| WRITTEN INSTRUCTION A |
Transcribe the market commentary on the RBA meeting below without any changes, beginning at the words "1. Maintaining the" and stopping after "February next year.".

-- BEGIN SELECTED EXCERPT --

Did RBA Action Show They Lost Control in Markets? | Italian Bond Sell-Off an Issue for ECB

Market Movers
4 min readNov 2, 2021

We’re on a heavy schedule this week with major market moving releases. While most people are focusing on the Bank of England and the US Federal Reserve, the Reserve Bank of Australia wasn’t one to ignore.

In fact, as Jim Reid of Deutsche Bank wrote earlier in the week: “I’m going to open the market section this morning with a line I don’t think I’ve written in 27 years of market commentary and probably won’t again. And it’s not about England thrashing Australia at cricket on Saturday. Yes, the most important event of the week could be the RBA meeting tomorrow.”

Here are the key points of what they ended up announcing:

  1. Maintaining the cash rate target at 10 basis points.
  2. Continuing their government securities purchases at $4 billion a week until at least mid February next year.

-- END SELECTED EXCERPT --
-- BEGIN RECORDS PROVIDED --

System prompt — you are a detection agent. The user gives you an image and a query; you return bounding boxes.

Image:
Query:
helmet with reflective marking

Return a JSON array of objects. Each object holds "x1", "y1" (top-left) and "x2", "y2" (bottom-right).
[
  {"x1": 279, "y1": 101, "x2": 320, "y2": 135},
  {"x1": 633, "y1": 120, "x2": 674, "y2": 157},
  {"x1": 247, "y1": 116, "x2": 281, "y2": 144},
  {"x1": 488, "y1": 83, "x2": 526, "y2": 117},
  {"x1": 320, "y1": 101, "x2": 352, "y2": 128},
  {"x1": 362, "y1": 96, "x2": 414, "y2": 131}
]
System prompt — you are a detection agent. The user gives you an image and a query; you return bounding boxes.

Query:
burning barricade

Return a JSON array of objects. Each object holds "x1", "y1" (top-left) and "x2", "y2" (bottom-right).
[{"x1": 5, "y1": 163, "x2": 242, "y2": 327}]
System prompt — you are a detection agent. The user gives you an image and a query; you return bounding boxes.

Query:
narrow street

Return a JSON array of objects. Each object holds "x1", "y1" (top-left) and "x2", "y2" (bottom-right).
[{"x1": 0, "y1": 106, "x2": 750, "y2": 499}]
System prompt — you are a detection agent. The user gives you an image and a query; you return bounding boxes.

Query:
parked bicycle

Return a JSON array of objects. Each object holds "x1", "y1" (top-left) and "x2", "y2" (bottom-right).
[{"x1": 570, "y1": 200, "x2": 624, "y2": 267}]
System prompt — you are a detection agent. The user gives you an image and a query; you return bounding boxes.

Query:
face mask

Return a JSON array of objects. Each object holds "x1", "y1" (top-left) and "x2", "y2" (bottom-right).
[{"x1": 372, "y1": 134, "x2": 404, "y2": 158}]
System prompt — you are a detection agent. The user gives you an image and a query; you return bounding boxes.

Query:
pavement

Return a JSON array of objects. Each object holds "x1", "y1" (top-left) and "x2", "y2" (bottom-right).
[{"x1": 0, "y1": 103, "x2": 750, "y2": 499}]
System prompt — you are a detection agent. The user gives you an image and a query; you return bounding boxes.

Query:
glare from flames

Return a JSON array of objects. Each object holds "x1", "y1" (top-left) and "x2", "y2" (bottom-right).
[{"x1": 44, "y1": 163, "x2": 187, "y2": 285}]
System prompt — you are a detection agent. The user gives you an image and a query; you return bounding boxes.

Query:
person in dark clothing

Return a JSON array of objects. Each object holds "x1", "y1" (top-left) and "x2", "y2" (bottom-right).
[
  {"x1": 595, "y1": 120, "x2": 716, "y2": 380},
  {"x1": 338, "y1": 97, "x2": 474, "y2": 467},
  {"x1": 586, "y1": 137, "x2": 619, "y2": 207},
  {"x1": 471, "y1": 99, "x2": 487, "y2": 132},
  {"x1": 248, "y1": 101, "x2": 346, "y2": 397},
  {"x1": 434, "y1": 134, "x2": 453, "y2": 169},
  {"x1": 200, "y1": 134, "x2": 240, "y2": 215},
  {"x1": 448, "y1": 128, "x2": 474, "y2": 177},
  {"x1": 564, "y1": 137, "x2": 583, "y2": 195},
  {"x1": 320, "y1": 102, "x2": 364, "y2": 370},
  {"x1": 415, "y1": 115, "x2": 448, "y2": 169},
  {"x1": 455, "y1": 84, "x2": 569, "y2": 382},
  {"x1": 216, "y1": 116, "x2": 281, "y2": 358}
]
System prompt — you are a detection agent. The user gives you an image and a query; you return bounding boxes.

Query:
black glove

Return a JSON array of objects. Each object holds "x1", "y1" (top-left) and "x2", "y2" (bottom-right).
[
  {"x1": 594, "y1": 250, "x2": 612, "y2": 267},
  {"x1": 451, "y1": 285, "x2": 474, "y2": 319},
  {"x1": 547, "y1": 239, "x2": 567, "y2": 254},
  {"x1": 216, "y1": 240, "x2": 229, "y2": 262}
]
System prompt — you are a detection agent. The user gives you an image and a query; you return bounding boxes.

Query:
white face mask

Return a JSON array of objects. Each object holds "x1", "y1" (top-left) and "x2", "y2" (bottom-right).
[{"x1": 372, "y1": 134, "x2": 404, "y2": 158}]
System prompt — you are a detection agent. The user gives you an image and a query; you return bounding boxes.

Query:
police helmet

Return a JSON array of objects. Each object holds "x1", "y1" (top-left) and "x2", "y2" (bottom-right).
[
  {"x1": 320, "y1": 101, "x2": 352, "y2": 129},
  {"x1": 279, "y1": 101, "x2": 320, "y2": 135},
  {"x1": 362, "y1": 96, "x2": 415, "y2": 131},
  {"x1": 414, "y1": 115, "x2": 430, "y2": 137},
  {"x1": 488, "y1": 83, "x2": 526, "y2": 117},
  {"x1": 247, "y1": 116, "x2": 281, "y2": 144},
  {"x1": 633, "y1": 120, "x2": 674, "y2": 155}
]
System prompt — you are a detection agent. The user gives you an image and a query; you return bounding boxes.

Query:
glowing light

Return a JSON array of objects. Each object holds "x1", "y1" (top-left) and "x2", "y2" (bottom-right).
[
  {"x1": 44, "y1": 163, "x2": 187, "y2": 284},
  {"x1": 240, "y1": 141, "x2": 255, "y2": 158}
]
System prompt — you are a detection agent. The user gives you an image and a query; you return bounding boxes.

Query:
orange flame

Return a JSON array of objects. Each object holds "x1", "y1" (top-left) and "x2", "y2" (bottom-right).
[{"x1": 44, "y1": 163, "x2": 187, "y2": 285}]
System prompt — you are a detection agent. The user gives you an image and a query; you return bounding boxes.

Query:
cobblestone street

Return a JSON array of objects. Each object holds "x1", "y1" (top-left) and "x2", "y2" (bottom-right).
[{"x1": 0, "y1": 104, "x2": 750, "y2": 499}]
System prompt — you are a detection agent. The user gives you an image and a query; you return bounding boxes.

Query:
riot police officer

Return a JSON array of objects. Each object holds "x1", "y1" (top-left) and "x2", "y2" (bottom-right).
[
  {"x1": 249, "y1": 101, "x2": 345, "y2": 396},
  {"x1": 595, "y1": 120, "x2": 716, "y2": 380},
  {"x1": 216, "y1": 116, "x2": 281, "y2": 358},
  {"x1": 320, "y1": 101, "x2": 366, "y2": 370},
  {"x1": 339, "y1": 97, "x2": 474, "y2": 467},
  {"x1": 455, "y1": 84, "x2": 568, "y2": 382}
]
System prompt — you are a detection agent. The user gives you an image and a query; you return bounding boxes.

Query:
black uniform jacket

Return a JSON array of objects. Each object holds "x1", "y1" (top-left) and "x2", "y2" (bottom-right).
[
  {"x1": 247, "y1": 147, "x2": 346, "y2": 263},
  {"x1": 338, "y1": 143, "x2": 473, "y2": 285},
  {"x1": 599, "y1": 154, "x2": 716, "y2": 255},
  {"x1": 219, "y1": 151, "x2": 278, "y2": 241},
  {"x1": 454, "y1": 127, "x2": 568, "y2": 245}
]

-- END RECORDS PROVIDED --

| WRITTEN INSTRUCTION B |
How many lines of the records above contain the string "helmet", with case counting? Give only the number.

| PROBLEM SOLUTION A |
1. Maintaining the cash rate target at 10 basis points.
  2. Continuing their government securities purchases at $4 billion a week until at least mid February next year.

| PROBLEM SOLUTION B |
2